**Arbeitsauftrag**
Stellen Sie die gesamten folgenden Daten als JSON-Liste von Zeichenketten dar, mit einem Eintrag pro Zeile und ohne Leerzeilen.

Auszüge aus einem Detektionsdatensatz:
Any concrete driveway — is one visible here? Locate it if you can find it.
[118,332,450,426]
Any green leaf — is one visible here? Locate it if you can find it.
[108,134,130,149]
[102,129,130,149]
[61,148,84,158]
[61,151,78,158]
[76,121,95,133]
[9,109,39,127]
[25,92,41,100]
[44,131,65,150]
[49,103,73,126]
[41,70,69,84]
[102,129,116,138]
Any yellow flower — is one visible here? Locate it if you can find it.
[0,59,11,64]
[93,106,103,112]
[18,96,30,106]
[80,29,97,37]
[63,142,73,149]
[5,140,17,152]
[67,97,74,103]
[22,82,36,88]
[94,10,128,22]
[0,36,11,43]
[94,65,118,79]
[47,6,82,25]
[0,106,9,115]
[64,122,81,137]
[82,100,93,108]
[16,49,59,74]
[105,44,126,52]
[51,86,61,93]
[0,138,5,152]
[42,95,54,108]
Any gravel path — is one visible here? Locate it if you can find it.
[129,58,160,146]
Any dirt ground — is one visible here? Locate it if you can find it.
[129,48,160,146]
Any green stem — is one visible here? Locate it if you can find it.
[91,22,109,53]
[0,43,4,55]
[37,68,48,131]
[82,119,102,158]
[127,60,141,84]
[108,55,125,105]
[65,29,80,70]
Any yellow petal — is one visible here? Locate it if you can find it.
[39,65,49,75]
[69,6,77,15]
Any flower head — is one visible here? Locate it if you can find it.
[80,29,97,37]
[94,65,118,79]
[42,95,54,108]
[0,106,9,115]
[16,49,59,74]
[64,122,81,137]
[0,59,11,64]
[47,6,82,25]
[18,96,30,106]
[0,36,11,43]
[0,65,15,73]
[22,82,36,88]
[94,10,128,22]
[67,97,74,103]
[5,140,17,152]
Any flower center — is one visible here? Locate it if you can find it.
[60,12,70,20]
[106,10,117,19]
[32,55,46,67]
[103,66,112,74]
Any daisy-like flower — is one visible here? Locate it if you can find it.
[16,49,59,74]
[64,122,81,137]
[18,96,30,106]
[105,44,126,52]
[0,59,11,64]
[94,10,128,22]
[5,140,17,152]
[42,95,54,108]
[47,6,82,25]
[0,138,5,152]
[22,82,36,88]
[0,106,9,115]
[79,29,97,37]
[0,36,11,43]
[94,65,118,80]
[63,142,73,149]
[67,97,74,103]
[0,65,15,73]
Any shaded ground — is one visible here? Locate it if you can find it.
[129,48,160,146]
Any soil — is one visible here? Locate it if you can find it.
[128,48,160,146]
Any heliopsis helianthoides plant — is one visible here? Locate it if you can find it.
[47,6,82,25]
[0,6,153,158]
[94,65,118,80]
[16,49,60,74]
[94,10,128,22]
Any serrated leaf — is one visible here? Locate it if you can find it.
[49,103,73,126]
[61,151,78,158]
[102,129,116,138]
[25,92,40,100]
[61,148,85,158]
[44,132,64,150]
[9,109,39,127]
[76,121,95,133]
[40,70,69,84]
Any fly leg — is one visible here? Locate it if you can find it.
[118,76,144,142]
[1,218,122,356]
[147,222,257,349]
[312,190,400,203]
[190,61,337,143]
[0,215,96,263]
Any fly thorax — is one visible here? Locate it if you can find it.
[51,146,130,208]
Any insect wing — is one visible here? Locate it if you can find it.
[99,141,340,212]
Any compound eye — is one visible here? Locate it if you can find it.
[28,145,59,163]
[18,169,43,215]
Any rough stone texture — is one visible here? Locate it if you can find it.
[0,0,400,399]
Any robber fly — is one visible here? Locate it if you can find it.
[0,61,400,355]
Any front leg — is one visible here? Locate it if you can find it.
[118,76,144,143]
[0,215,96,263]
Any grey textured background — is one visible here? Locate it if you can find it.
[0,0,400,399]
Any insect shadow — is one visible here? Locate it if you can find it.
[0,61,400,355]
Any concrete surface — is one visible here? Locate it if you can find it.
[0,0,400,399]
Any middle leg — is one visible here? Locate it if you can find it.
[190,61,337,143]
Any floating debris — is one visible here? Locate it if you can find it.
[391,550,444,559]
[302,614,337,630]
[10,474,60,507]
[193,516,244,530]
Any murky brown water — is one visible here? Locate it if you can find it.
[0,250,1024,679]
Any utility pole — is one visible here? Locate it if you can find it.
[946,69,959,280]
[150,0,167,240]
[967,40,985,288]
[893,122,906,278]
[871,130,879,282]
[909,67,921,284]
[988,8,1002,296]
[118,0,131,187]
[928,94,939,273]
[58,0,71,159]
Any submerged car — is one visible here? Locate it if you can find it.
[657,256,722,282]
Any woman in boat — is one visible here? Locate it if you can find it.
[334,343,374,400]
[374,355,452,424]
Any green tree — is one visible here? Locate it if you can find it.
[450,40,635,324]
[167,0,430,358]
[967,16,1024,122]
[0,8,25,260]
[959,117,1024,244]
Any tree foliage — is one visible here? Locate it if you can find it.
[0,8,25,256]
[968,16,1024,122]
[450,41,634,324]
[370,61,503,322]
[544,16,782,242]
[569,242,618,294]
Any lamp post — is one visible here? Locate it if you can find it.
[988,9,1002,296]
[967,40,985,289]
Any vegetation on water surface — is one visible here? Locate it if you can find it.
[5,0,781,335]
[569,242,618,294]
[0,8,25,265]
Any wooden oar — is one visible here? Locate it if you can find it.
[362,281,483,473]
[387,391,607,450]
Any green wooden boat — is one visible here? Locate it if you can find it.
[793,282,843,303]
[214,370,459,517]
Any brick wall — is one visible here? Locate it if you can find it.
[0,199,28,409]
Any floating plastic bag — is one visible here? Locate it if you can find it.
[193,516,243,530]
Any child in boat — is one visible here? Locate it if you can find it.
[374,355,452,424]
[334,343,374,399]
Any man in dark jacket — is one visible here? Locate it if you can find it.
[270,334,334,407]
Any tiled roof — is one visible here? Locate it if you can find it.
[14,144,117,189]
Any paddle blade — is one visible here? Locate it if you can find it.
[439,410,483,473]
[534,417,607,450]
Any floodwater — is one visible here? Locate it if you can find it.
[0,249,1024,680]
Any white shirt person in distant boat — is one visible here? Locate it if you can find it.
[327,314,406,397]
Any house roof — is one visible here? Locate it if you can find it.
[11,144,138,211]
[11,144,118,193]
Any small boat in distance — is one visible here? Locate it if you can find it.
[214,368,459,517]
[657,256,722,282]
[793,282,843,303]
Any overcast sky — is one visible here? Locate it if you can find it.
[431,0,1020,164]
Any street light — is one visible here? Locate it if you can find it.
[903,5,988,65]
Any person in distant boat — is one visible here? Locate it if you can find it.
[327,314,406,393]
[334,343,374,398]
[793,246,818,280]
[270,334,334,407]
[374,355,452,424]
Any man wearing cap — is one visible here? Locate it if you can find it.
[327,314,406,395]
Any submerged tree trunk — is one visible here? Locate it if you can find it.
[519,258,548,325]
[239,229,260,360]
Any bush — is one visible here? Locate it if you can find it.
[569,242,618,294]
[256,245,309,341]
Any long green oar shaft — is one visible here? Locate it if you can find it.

**Die Lösung**
[
  "Any concrete driveway — is one visible here? Locate it if you can find it.",
  "[118,332,450,426]",
  "Any green leaf — is one visible here? Locate it if you can find it.",
  "[108,134,130,149]",
  "[102,129,130,149]",
  "[61,148,84,158]",
  "[61,151,78,158]",
  "[76,121,95,133]",
  "[9,109,39,127]",
  "[25,92,41,100]",
  "[44,131,65,150]",
  "[49,103,73,126]",
  "[41,70,69,84]",
  "[102,129,116,138]",
  "Any yellow flower — is one visible here? Locate it if you can find it.",
  "[0,59,11,64]",
  "[93,106,103,112]",
  "[18,96,30,106]",
  "[80,29,97,37]",
  "[63,142,73,149]",
  "[5,140,17,152]",
  "[67,97,74,103]",
  "[22,82,36,88]",
  "[94,10,128,22]",
  "[0,36,11,43]",
  "[94,65,118,79]",
  "[47,6,82,25]",
  "[0,106,9,115]",
  "[64,122,81,137]",
  "[82,100,93,108]",
  "[16,49,59,74]",
  "[105,44,126,52]",
  "[51,86,61,93]",
  "[0,138,5,152]",
  "[42,95,54,108]",
  "Any gravel path — is one visible here? Locate it if you can find it.",
  "[129,58,160,146]",
  "Any dirt ground — is one visible here? Locate it if you can find it.",
  "[129,48,160,146]",
  "Any green stem — is one visible here? Locate it if you can find it.",
  "[91,22,109,53]",
  "[0,43,4,55]",
  "[37,68,48,131]",
  "[82,119,102,158]",
  "[127,60,141,84]",
  "[108,55,125,105]",
  "[65,29,80,70]",
  "Any yellow petal — is one visible here? Locate it if you can find it.",
  "[39,65,49,75]",
  "[69,6,77,15]",
  "Any flower head — is one visible here? Locate it if you can find it.",
  "[80,29,97,37]",
  "[94,65,118,79]",
  "[42,95,54,108]",
  "[0,106,9,115]",
  "[16,49,59,74]",
  "[64,122,81,137]",
  "[0,59,11,64]",
  "[47,6,82,25]",
  "[18,96,30,106]",
  "[0,36,11,43]",
  "[0,65,15,73]",
  "[22,82,36,88]",
  "[94,10,128,22]",
  "[67,97,74,103]",
  "[5,140,17,152]",
  "Any flower center — is one visible here? Locate it if you can find it.",
  "[60,12,70,20]",
  "[106,10,117,19]",
  "[32,55,46,67]",
  "[103,66,112,74]",
  "Any daisy-like flower — is one visible here? Locate it if you can find it.",
  "[16,49,59,74]",
  "[64,122,81,137]",
  "[18,96,30,106]",
  "[105,44,126,52]",
  "[0,59,11,64]",
  "[94,10,128,22]",
  "[5,140,17,152]",
  "[42,95,54,108]",
  "[47,6,82,25]",
  "[0,138,5,152]",
  "[22,82,36,88]",
  "[0,106,9,115]",
  "[79,29,97,37]",
  "[0,36,11,43]",
  "[94,65,118,80]",
  "[63,142,73,149]",
  "[67,97,74,103]",
  "[0,65,15,73]",
  "Any shaded ground — is one visible here? Locate it if you can find it.",
  "[129,48,160,146]",
  "Any soil — is one visible here? Locate it if you can find it.",
  "[128,48,160,146]",
  "Any heliopsis helianthoides plant — is one visible here? Locate it if you can find it.",
  "[47,6,82,25]",
  "[0,6,153,158]",
  "[94,65,118,80]",
  "[16,49,60,74]",
  "[94,10,128,22]",
  "Any serrated leaf — is one visible here? Locate it if you can find it.",
  "[49,103,73,126]",
  "[61,151,78,158]",
  "[102,129,116,138]",
  "[25,92,40,100]",
  "[61,148,85,158]",
  "[44,132,64,150]",
  "[9,109,39,127]",
  "[76,121,95,133]",
  "[40,70,69,84]",
  "Any fly leg — is one visible here? Locate it if you can find it.",
  "[118,76,144,142]",
  "[1,218,122,356]",
  "[147,222,257,349]",
  "[312,190,400,203]",
  "[190,61,337,143]",
  "[0,215,96,263]",
  "Any fly thorax — is one visible here? Locate it if you can find it.",
  "[51,146,130,208]",
  "Any insect wing — is one visible here? Locate it if you can find it.",
  "[99,141,340,212]",
  "Any compound eye — is one visible here? Locate it if you can find it.",
  "[28,145,59,163]",
  "[18,169,43,215]",
  "Any rough stone texture — is one visible here? Locate it if you can find it.",
  "[0,0,400,399]",
  "Any robber fly — is one visible here? Locate it if you can find it.",
  "[0,61,400,355]",
  "Any front leg — is one visible here? Locate it if you can find it.",
  "[118,76,144,143]",
  "[0,215,96,263]",
  "Any grey textured background — is one visible here? Locate it if you can find it.",
  "[0,0,400,399]",
  "Any insect shadow — is one visible here? Locate it if you can find it.",
  "[0,61,400,355]",
  "Any concrete surface — is one visible here? Locate it if you can find it.",
  "[0,0,400,399]",
  "Any middle leg — is one visible here? Locate it if you can find it.",
  "[190,61,337,143]",
  "Any floating debris — is one visible here? Locate it if you can find it.",
  "[391,550,444,559]",
  "[302,614,337,630]",
  "[10,474,60,507]",
  "[193,516,244,530]",
  "Any murky brown water — is one visible here? Locate it if you can find it.",
  "[0,250,1024,679]",
  "Any utility pole — is one visible here? Locate it if you can find it.",
  "[946,69,959,280]",
  "[150,0,167,240]",
  "[967,40,985,288]",
  "[893,122,906,278]",
  "[871,130,879,282]",
  "[909,67,921,284]",
  "[988,8,1002,296]",
  "[118,0,131,187]",
  "[928,94,939,273]",
  "[58,0,71,159]",
  "Any submerged car — is one visible here? Locate it if you can find it.",
  "[657,256,722,282]",
  "Any woman in boat — is one visible here? Locate it if you can find it.",
  "[334,343,374,400]",
  "[374,355,452,424]",
  "Any green tree — is one visible here? Locate it if you can find it.",
  "[450,40,635,324]",
  "[167,0,430,358]",
  "[967,16,1024,122]",
  "[0,8,25,260]",
  "[959,117,1024,244]",
  "Any tree foliage — is one visible here? Locate it if you can find it.",
  "[0,8,25,256]",
  "[968,16,1024,122]",
  "[450,41,634,324]",
  "[370,61,503,322]",
  "[544,16,782,242]",
  "[569,242,618,294]",
  "Any lamp post — is one visible here? Locate it if you can find it.",
  "[988,9,1002,296]",
  "[967,40,985,289]",
  "Any vegetation on water surface — is one visible here? Locate it if you can find it.",
  "[5,0,781,335]",
  "[569,242,618,294]",
  "[0,8,25,265]",
  "Any wooden oar — is one visible here? Locate it if you can find it.",
  "[362,281,483,473]",
  "[387,391,607,450]",
  "Any green wooden boat — is one visible here? Locate it if you can find it.",
  "[793,282,843,303]",
  "[214,370,459,517]",
  "Any brick wall — is one visible here? Locate it if you can find it.",
  "[0,199,28,409]",
  "Any floating plastic bag — is one visible here? Locate it if you can find it.",
  "[193,516,243,530]",
  "Any child in boat — is one visible here? Locate it if you can find it.",
  "[374,355,452,424]",
  "[334,343,374,399]",
  "Any man in dark jacket — is one visible here? Locate it if you can find it.",
  "[270,334,334,407]",
  "Any tiled roof — is one visible here? Locate it if you can find it.",
  "[14,144,117,189]",
  "Any paddle blade — is one visible here? Locate it if you can find it.",
  "[439,410,483,473]",
  "[534,417,607,450]",
  "Any floodwater — is one visible here? Locate it if you can find it.",
  "[0,249,1024,680]",
  "Any white shirt person in distant boat — is one visible here? Locate it if you can find it.",
  "[327,314,406,397]",
  "Any house roof — is one visible here? Locate it if you can find it.",
  "[11,144,138,211]",
  "[11,144,118,193]",
  "Any small boat in distance — is one visible here? Locate it if you can find it.",
  "[214,368,459,517]",
  "[657,256,722,282]",
  "[793,282,843,303]",
  "Any overcast sky — is one visible here? Locate it if you can find it.",
  "[431,0,1020,164]",
  "Any street light — is one visible here? Locate it if you can find it.",
  "[903,5,988,65]",
  "Any person in distant boat — is one visible here? Locate it if you can find it.",
  "[327,314,406,393]",
  "[334,343,374,398]",
  "[793,246,818,280]",
  "[270,334,334,407]",
  "[374,355,452,424]",
  "Any man wearing cap — is one visible here? Locate it if you can find it.",
  "[327,314,406,395]",
  "Any submerged tree trunk — is one visible here? Locate it if you can find it.",
  "[519,258,548,325]",
  "[239,229,260,360]",
  "Any bush — is one visible here? Locate it if you can find it.",
  "[569,242,618,294]",
  "[256,245,309,341]",
  "Any long green oar shaft — is one visible here? Locate it if you can find it."
]